[Photo labels with bounding boxes]
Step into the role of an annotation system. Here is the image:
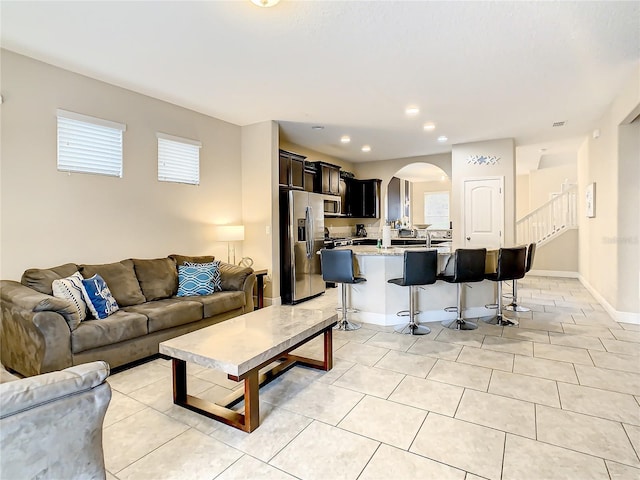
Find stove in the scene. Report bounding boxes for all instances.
[324,237,353,248]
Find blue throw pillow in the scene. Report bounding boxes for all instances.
[178,263,215,297]
[183,260,222,295]
[82,273,120,319]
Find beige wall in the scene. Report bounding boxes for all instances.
[241,121,280,304]
[411,178,451,224]
[518,164,578,211]
[607,116,640,312]
[451,138,516,246]
[516,173,531,220]
[0,50,243,280]
[578,64,640,321]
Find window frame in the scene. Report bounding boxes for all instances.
[56,108,127,178]
[156,132,202,185]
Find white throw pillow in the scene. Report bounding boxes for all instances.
[51,272,87,330]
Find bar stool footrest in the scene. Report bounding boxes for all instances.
[394,323,431,335]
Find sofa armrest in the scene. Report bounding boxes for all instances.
[0,361,109,419]
[0,362,111,479]
[220,262,256,313]
[0,280,72,376]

* WRITTEN REQUEST: Update the stretch of records from the line containing "Find white throw" through the end of the records by changing "sofa armrest" to "couch armrest" and leaving everything else as it is. Give back only those lines.

* FULL SOLUTION:
Find white throw pillow in the scene. Report bounding boxes for all instances.
[51,272,87,330]
Find bar stool footrest in the scene. Report bounding boxes for all instances.
[394,323,431,335]
Find couch armrest in the scene. Report bounding boxes for all instances.
[0,361,109,419]
[0,362,111,479]
[220,262,256,313]
[0,280,72,376]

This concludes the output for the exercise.